## [Exercise description]
Please reproduce only the listing lines starting with the line containing "Could there be any reflection" and going on through the line containing "825;195;936;231", both included. Swap "red car" for "blue truck" and keep everything else unchanged.

## [Material provided]
——

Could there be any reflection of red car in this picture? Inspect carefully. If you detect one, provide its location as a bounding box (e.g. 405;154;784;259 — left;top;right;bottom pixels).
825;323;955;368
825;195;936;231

——

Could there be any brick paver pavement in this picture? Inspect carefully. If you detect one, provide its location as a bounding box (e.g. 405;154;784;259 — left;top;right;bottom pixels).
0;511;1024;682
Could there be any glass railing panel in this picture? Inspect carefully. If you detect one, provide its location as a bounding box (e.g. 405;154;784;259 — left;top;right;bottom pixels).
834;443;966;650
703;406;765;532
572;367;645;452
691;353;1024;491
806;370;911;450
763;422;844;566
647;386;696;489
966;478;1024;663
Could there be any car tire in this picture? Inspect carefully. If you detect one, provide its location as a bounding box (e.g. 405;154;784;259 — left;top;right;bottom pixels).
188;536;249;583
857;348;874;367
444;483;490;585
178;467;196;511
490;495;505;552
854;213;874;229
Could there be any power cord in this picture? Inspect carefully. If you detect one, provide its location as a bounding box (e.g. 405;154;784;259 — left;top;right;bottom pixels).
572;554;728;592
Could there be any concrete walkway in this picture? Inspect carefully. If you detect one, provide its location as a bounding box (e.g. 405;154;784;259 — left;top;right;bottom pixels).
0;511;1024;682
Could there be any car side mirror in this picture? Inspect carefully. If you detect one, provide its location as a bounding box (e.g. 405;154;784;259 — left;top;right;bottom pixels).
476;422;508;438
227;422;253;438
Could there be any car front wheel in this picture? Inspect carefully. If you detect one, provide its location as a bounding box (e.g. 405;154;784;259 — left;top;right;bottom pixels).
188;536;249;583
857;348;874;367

——

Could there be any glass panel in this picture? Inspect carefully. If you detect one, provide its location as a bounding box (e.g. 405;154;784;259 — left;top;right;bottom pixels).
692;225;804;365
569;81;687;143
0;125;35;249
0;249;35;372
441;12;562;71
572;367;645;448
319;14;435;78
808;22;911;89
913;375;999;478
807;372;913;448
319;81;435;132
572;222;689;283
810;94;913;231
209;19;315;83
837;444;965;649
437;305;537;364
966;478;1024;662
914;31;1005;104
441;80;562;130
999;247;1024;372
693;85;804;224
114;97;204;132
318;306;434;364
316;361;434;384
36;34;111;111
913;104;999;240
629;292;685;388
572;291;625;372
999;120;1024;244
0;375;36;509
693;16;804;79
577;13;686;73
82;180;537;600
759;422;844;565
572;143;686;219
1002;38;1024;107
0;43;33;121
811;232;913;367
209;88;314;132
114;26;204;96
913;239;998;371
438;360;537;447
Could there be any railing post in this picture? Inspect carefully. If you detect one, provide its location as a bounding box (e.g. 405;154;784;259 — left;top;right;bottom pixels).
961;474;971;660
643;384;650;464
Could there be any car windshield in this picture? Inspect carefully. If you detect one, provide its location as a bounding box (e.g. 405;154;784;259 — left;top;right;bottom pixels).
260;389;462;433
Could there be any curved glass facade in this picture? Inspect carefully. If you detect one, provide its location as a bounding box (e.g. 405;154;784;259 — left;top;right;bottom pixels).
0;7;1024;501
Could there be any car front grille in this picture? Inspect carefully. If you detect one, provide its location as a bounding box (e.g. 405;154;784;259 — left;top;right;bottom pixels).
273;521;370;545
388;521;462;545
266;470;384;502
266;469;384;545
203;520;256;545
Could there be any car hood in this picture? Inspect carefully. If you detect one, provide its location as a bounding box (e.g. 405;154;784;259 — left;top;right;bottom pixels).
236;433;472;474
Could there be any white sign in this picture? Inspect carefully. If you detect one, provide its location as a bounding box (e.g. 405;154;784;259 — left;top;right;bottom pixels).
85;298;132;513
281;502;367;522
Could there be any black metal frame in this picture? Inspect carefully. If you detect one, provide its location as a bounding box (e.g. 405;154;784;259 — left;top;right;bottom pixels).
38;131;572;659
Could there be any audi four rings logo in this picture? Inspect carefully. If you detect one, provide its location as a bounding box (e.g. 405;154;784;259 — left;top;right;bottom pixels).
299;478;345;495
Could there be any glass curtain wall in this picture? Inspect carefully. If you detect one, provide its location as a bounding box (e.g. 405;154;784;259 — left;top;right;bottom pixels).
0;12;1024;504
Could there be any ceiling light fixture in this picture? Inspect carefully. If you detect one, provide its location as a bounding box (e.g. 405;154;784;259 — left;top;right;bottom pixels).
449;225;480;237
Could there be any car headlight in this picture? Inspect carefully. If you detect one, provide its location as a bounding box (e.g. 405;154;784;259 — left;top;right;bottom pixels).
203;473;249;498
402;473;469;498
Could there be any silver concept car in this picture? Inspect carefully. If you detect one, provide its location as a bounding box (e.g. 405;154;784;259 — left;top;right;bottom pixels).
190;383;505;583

——

## [Correct result]
Could there be any reflection of blue truck in this picture? Inspect carefully. If you detect one, provide its location as a bounding box (e.g. 405;154;784;259 — left;top;right;bottom pixels).
825;323;955;368
825;195;936;231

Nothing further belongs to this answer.